*** DOCUMENT EXTRACT ***

Former FDA chiefs want White House to cease ‘deeply troubling’ interference in scientific matters

Seven former Food and Drug Administration commissioners are urging the White House to cease any interference in scientific matters at the pivotal federal agency.

In particular, they’re concerned about political meddling in the review and approval of a COVID-19 vaccine, they wrote in a piece published Tuesday. Such a drug is “urgently needed” to help America return to normalcy but will do zero good if the public has doubts about the process leading up to any approval.

“If the FDA makes available a safe and effective vaccine that people trust, we could expect to meaningfully reduce COVID-19 risk as soon as next spring or summer. Without that trust, our health and economy could lag for years,” the seven former leaders wrote Sept. 29 in the Washington Post.

For decades, they noted, Americans have always counted on the FDA to make rulings rooted in science. And yet, that is changing in “deeply troubling” ways, including the administration revoking the agency’s authority to establish rules around drug safety, overruling regulation of COVID-19 lab tests, and making misstatements about the benefits of hydroxychloroquine.

*** End of DOCUMENT EXTRACT ***
*** RECORD SET ***

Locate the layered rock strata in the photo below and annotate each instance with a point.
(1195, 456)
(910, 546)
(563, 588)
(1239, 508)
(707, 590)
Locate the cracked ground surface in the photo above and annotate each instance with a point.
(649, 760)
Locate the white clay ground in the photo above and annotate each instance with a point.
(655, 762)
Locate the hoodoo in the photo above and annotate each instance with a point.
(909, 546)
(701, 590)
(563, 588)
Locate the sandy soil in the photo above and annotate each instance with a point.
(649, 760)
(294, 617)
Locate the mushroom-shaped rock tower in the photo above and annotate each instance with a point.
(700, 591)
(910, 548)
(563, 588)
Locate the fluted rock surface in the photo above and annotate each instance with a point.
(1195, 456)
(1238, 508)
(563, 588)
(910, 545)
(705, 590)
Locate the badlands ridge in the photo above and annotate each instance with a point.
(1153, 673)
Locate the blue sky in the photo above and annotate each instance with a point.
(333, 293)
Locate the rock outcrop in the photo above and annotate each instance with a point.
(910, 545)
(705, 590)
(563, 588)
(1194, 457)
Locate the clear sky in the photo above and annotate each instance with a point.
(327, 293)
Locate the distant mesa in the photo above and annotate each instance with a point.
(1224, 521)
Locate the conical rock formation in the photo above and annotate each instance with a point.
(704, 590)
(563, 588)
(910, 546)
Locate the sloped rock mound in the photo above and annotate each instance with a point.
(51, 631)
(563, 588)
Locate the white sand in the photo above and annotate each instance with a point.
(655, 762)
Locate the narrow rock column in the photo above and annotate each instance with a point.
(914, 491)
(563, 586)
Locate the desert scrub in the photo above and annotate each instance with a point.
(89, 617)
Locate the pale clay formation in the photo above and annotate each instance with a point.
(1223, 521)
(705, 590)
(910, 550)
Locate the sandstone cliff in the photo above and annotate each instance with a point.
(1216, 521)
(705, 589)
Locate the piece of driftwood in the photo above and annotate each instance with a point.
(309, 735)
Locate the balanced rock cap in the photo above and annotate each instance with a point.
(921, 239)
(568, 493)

*** End of RECORD SET ***
*** RECORD SET ***

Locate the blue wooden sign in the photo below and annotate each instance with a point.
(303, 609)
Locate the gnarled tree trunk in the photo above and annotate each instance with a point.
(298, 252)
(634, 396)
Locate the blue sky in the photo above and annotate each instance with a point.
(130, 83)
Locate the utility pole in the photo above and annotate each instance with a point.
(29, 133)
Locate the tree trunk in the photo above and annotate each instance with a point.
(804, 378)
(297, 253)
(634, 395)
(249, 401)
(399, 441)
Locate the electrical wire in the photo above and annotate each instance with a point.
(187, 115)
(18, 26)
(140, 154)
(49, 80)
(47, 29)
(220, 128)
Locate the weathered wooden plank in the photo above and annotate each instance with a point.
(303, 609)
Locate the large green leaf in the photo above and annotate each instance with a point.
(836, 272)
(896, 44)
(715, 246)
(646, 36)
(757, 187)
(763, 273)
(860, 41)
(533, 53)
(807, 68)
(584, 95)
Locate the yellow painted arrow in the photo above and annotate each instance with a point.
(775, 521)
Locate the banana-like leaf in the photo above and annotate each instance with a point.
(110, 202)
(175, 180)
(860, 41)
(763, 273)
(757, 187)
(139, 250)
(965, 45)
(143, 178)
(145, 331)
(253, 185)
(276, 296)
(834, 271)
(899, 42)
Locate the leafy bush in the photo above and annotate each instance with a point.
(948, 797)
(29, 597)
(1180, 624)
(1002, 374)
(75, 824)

*** End of RECORD SET ***
*** RECORD SET ***

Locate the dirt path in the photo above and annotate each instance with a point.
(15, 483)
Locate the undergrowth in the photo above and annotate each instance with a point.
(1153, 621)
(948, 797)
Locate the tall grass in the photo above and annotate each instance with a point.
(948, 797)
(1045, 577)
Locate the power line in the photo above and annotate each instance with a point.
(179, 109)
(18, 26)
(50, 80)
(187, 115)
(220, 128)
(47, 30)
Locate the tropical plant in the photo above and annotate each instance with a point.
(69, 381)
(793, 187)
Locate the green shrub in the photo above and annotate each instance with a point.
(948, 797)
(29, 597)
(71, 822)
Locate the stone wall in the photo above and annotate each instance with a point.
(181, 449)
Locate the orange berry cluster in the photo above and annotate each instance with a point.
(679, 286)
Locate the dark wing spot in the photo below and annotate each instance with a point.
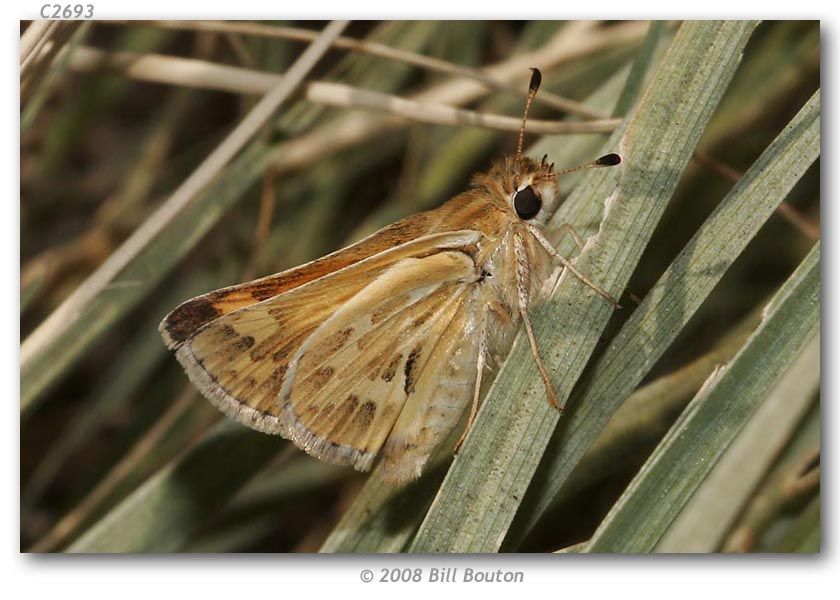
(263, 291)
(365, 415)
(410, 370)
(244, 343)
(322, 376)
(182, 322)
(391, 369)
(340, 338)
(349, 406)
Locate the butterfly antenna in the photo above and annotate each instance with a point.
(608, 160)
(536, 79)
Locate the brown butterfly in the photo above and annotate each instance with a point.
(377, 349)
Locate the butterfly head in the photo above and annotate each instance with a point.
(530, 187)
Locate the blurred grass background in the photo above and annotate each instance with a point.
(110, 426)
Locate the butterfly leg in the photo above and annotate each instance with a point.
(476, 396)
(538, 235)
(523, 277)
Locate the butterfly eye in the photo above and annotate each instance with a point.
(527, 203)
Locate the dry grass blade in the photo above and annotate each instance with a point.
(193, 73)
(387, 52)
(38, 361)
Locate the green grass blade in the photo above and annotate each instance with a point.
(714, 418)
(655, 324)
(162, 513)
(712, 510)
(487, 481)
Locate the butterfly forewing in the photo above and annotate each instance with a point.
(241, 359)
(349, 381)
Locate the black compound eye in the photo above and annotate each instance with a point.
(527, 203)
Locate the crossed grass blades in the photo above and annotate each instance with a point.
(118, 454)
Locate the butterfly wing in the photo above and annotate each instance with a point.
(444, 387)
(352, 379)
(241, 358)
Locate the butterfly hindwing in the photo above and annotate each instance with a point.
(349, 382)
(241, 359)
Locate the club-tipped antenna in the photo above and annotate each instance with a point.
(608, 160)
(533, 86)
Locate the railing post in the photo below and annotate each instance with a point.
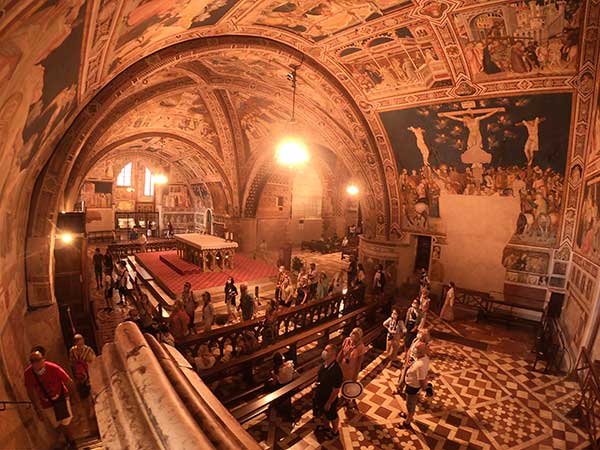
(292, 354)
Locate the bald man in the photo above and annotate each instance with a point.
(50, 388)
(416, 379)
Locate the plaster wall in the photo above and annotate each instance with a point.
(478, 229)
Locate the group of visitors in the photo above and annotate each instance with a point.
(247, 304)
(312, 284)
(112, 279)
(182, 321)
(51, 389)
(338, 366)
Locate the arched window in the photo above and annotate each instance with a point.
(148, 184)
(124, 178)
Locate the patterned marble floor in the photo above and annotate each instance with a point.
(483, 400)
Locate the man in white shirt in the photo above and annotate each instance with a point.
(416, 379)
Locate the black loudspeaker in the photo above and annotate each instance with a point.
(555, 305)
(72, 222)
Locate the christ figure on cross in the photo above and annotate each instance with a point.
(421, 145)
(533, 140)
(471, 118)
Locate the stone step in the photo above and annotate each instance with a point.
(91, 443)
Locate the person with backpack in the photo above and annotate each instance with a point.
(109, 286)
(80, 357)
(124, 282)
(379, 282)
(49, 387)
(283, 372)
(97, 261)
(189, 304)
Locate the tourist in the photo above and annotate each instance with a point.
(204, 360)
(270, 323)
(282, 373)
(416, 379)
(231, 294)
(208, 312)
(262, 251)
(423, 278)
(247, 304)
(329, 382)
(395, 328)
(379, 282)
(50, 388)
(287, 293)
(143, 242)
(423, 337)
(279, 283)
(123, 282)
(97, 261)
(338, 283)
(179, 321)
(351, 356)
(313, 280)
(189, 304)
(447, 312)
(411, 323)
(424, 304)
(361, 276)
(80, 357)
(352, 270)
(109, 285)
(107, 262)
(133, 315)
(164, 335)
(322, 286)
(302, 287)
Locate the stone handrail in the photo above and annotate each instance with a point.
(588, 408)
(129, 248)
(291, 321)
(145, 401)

*** End of RECORD SET ***

EXERCISE INSTRUCTIONS: Turn the paragraph of the article on former FDA commissioners that begins "For decades, they noted" into a short bulleted list that keeps its main facts. The data has nothing to do with the work here.

RESPONSE:
- For decades, Americans have counted on the FDA to make rulings based on science.
- According to the former commissioners, that is changing in "deeply troubling" ways:
  - The administration revoked the agency's authority to set rules on drug safety.
  - It overruled regulation of COVID-19 lab tests.
  - It made misstatements about the benefits of hydroxychloroquine.